INPUT MATERIAL
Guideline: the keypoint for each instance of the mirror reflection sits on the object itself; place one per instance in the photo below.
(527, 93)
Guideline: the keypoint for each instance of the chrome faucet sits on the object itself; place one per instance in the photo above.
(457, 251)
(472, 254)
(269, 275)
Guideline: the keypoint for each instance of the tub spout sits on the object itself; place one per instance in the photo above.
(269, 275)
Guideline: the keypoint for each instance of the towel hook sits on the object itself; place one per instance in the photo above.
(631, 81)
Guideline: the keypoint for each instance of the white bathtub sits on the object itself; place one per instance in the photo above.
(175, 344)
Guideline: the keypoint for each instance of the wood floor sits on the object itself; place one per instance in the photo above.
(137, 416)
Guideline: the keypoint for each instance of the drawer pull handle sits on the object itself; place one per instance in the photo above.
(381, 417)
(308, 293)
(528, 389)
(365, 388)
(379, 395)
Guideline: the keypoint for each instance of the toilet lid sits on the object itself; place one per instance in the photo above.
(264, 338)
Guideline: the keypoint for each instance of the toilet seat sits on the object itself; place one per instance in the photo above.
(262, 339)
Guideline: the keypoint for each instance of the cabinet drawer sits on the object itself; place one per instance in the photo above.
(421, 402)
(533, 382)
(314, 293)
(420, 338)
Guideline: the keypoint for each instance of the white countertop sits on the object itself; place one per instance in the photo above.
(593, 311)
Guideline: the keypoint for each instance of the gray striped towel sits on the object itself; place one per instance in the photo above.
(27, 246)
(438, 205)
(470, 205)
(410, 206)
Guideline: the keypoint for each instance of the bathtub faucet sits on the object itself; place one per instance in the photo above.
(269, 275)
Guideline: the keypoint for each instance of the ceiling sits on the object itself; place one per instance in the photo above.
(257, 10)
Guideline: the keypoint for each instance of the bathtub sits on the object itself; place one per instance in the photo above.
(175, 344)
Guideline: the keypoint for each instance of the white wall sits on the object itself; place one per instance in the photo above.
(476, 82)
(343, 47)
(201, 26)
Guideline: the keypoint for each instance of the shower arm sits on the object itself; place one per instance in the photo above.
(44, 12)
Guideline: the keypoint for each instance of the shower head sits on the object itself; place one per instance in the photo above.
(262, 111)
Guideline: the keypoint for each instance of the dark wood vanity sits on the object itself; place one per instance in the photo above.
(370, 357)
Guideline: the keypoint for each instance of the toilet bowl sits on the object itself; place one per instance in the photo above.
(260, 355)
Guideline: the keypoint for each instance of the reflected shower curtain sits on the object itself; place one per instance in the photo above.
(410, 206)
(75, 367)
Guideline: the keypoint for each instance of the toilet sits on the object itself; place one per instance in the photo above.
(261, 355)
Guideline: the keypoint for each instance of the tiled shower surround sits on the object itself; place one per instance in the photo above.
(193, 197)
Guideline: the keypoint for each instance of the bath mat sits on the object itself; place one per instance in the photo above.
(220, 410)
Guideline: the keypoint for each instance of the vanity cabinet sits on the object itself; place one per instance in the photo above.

TASK DESCRIPTION
Copy all of the material above line for line, keeping every word and number unchanged.

WRITTEN RESPONSE
Guideline: the keypoint for each instance of the mirror reflection sits on the object itself; place one per instance in the photo below.
(527, 93)
Guideline: the keypoint for each instance of the chrome faucet sits on the object itself; place one per instance in the photo above.
(457, 251)
(472, 254)
(269, 275)
Guideline: the keypoint for each instance of the tub spout sits on the object itself; place one per instance in the photo above.
(269, 275)
Guideline: the keypoint for each instance of the towel hook sits on the object itself; place one per instance in the photo above.
(631, 81)
Guideline: the keypoint for each instance of the white bathtub sits on the object itself; place one per instance in the photo above.
(175, 344)
Guideline: the keypoint for each instance of the wood floor sits on the object itself; place one per instance in the photo above.
(137, 416)
Guideline: the keypoint for each instance of the drawer pull handle sits on the object itself; place one per instance in the photo above.
(381, 417)
(308, 293)
(528, 389)
(365, 388)
(379, 395)
Guideline: the keypoint for each instance of the toilet lid sits on the object itself; place one per instance in the photo above.
(264, 338)
Guideline: the keypoint for each instance of the toilet seat sits on the object itself; place one per instance in the photo above.
(262, 339)
Guideline: the keypoint for each instance of the cabinet drawer sits on the object itself; place one per instance in the photo above.
(421, 402)
(533, 382)
(314, 293)
(420, 338)
Guideline: the keypoint for each instance of the white countertop sits on the object itself; place one per instance in the photo above.
(593, 311)
Guideline: the keypoint for each instance of the gray striped towel sits on the object itself; place one per instance in the photo above.
(27, 246)
(438, 205)
(470, 205)
(410, 206)
Guideline: the keypoint for each instance of the bathtub faucet sits on the object itself; place one per instance in the photo above.
(269, 275)
Guideline: the keypoint for each instance of the ceiling sits on the object itself; place one per instance in the photo above.
(257, 10)
Guideline: the keypoint for each instance of the bathtub sits on the object itself; place one per instance in the photo above.
(175, 344)
Guideline: the keypoint for each instance of the white wall sits on the object itself; place one per instance in the photo above.
(476, 82)
(343, 47)
(201, 26)
Guideline: the keypoint for each instance of the shower arm sits on the object itself; place one per instance in the photo above.
(44, 12)
Guideline: the keypoint for each instance of the shower head sits on the object itself; place one per instance in the photo above.
(262, 111)
Guideline: the keypoint for each instance of the dark wood vanity sits on the object itself; place one per instance in the photo above.
(370, 357)
Guideline: the keypoint for each instance of the toilet bowl sits on the object itself; place one per instance in the photo above.
(260, 355)
Guideline: the keypoint for each instance of the reflected shower curtain sits on the object itself; place one per instance in the photo above.
(410, 206)
(75, 367)
Guideline: the keypoint for each instance of the toilet sits on the object itself; place one per instance in the photo above.
(261, 355)
Guideline: the keypoint for each instance of the tiled shower surround sits on the object itself; place one per instance in the photo above.
(193, 197)
Guideline: the keypoint for each instance of the bath mat sits on the object itself; place one per instance in the photo above.
(220, 410)
Guideline: the keypoint for each instance of the vanity cabinet sits on the object itself; place one per instance in the photo above.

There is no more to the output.